**EXCERTO**
Art. 2.028. Serão os da lei anterior os prazos, quando reduzidos por este Código, e se, na data de sua entrada em vigor, já houver transcorrido mais da metade do tempo estabelecido na lei revogada.

In casu, o contrato foi firmado pelos demandantes em julho de 1996, tendo transcorrido 7 (sete) anos entre a data de firmatura do contrato e da vigência do novo Código Civil, logo o prazo prescricional a ser aplicado nos presentes autos é de 10 (dez) anos.
Portanto, o prazo prescricional da pretensão revisional do contrato em litígio findou-se no dia 23 de julho de 2006; porém, como a presente ação revisional foi proposta antes do término do prazo prescrição, 21 de novembro de 2005, afastam-se as alegações de prescrição da dívida e dos acessórios.
Neste sentido é o entendimento do Tribunal Regional Federal da 4ª Região. (AC nº 2002.71.00.026417-0, Relator Carlos Eduardo Thompson Flores Lenz, 3º turma, D.E 28/10/2009).

Registros de um conjunto de dados
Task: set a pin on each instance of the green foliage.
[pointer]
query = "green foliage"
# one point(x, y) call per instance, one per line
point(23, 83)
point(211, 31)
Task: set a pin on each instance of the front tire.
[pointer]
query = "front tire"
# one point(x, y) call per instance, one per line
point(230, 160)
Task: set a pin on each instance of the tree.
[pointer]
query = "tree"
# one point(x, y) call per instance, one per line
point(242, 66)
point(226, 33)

==

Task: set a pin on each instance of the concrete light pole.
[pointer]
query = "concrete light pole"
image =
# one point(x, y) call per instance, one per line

**EXERCÍCIO PROPOSTO**
Transcreva do excerto sobre o prazo prescricional o trecho que vai de "Neste sentido é" até "turma, D.E 28/10/2009).".

**RESOLUÇÃO DO EXERCÍCIO**
Neste sentido é o entendimento do Tribunal Regional Federal da 4ª Região. (AC nº 2002.71.00.026417-0, Relator Carlos Eduardo Thompson Flores Lenz, 3º turma, D.E 28/10/2009).